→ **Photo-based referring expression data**

== Segment start ==

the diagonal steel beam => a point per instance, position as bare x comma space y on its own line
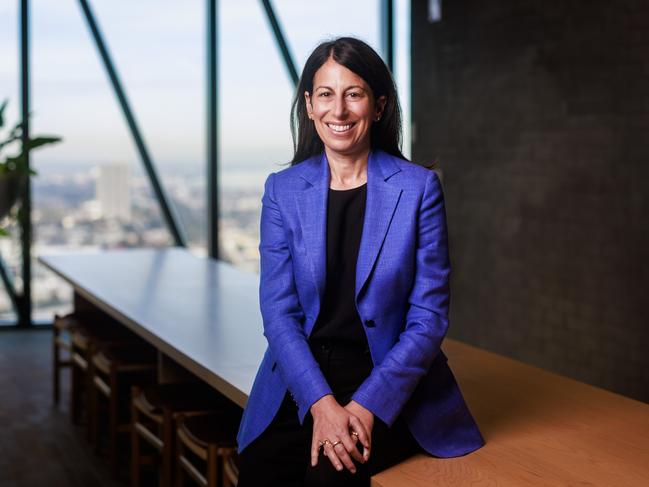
5, 276
167, 210
212, 130
281, 41
24, 302
387, 32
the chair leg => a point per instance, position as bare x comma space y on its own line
74, 394
135, 448
90, 395
113, 424
180, 471
214, 470
93, 418
167, 448
56, 353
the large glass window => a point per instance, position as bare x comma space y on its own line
9, 82
91, 191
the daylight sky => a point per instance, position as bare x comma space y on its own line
158, 49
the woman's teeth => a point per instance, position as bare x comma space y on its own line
340, 128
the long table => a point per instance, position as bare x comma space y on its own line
541, 429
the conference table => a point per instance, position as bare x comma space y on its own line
203, 317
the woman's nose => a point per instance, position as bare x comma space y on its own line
340, 108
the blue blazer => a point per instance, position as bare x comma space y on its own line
402, 297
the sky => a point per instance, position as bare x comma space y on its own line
158, 50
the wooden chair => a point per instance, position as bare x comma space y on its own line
91, 332
115, 369
231, 470
61, 341
211, 438
154, 413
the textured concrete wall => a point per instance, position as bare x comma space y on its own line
539, 115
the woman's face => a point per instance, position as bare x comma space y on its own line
342, 108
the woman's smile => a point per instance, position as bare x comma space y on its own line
339, 128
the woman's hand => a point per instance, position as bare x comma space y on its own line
334, 423
365, 415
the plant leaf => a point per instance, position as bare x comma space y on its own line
43, 140
2, 111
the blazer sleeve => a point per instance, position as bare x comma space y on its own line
282, 313
392, 382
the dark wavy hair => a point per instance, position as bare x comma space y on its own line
360, 58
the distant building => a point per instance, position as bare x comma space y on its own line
113, 191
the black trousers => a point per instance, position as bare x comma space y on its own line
281, 455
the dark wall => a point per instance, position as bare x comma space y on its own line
539, 115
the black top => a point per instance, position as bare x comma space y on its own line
338, 321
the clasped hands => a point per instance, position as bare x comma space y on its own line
337, 429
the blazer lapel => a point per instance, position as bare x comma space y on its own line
381, 203
312, 211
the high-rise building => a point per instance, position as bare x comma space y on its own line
113, 191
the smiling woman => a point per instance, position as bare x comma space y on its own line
353, 292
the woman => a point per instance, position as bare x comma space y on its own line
353, 292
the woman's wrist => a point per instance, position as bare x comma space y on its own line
325, 401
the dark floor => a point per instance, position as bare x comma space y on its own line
38, 444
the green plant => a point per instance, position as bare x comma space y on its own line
14, 168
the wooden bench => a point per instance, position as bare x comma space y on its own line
540, 428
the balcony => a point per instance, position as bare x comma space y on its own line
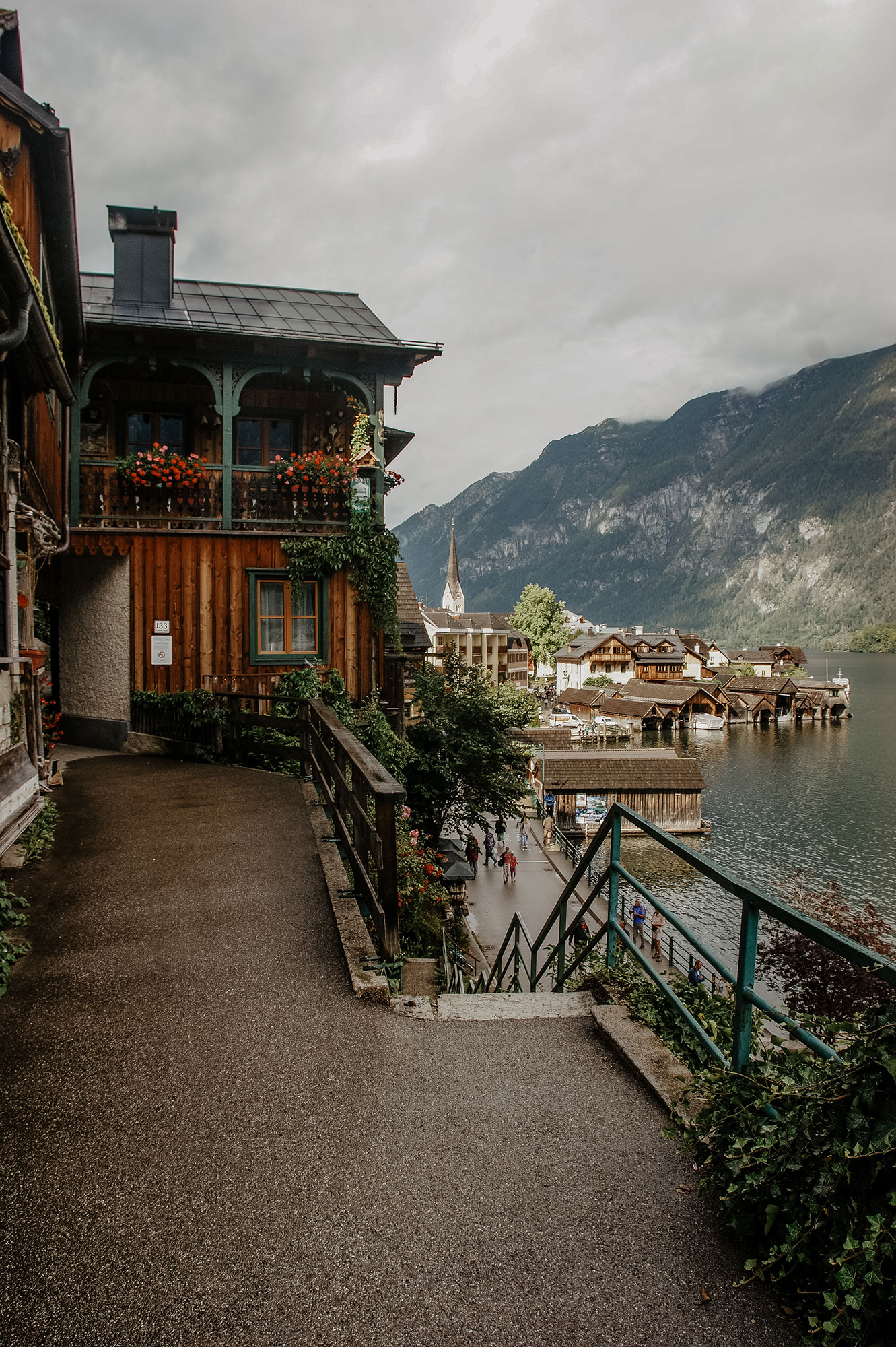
112, 502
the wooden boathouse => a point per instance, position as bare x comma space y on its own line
657, 783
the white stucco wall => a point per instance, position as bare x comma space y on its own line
94, 638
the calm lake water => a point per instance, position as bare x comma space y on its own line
796, 797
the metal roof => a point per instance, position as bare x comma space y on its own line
254, 310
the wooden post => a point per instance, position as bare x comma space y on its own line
388, 874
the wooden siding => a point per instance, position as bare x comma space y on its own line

== Segment end ==

→ **Task details**
Pictures should be left out when the records above are restated exactly.

→ **Result for this task**
the diagonal steel beam => a point per instance, position as bare x comma space y on its own line
5, 276
167, 210
212, 130
281, 41
24, 302
387, 32
the chair leg => a point per instance, position as bare x comma space y on its own line
74, 394
135, 448
90, 395
113, 424
180, 471
214, 470
93, 418
167, 448
56, 353
the large glass window => a point per instance, position as bare x comma space y on its own line
9, 82
91, 191
the daylight sky => a point per instance, position as bare x comma space y on its own line
158, 49
the woman's teeth => a point per instance, position as bare x comma space y on its own line
340, 128
the long table => a point per instance, position as bare x comma space y on its own line
541, 429
the conference table => a point per instance, position as bare x comma space y on its own line
203, 317
the woman's nose => a point per instance, position as bare x comma space y on its own line
340, 108
the blue blazer => a point per instance, position as bare x comma space y on its own line
402, 297
the sky => a point per instance, position as bare x comma space y on its own line
158, 50
the wooden chair => a point per instance, position as bare x comma space y on its own line
91, 332
115, 369
231, 470
61, 341
211, 438
154, 413
the textured concrete wall => a point per instance, position as bare x comma space y on its own line
539, 115
the woman's face => a point per instance, position as bare x comma space y on its own line
342, 108
the woman's smile => a point per instance, position as bare x comma space y on its own line
339, 128
the woman's hand => a point per instance, position as bare x comma space y on its own line
334, 423
365, 415
the plant leaf => a point per instance, position as bare x comma space y on its own line
43, 140
2, 111
the blazer sleeve => a point per instance, position as bare x comma space y on its own line
282, 313
392, 382
the dark wavy hair => a point per instance, position as bare x comma space y on its own line
360, 58
the distant building => a point per instance, position as bare x comma space y on its own line
113, 191
the black trousers => a point per instance, position as bare x comma space y on its own line
281, 455
the dark wall => a point per instance, position as bare x comma space y on its own line
539, 115
the black top => a point per instance, position as bare x comma space y on its own line
338, 321
the clasped hands => a point per instance, position as bare x comma space y on its own line
337, 429
the blazer lapel => a point per instance, position as bare x comma space y on its own line
381, 203
312, 211
the high-rise building => a point per instance, position as bare x comma space y on its own line
113, 191
the smiling woman => a point per instance, position as bare x comma space y on its own line
353, 292
the woman => a point per instance, position as bare x comma space y on its own line
353, 292
the woman's wrist => a point per instance, position as bare x comma space y on its own line
325, 401
the dark floor => a point per instance, position as bare x comma space y on its own line
38, 444
the green plant => a point per instance, position as bare x comma space y on its own line
14, 168
the wooden bench => a point per instance, position as bare x comma space y on its own line
540, 428
the balcony => a point per instance, position as bare x comma space y on its own line
112, 502
the wooden boathouse => a point per instance, position as bare x comma space y on its own line
657, 783
the white stucco wall => a point per instance, position as bare x comma space y on its own line
94, 638
the calm lake water => a point per instance, position as bare x comma space y on its own line
796, 797
the metal roof => a point per instance, position as bare x comma space y on its own line
254, 310
the wooden post => a point per instance, position as bare x comma space y on its own line
388, 874
the wooden siding => a point per instance, position as bare x comma space y on its own line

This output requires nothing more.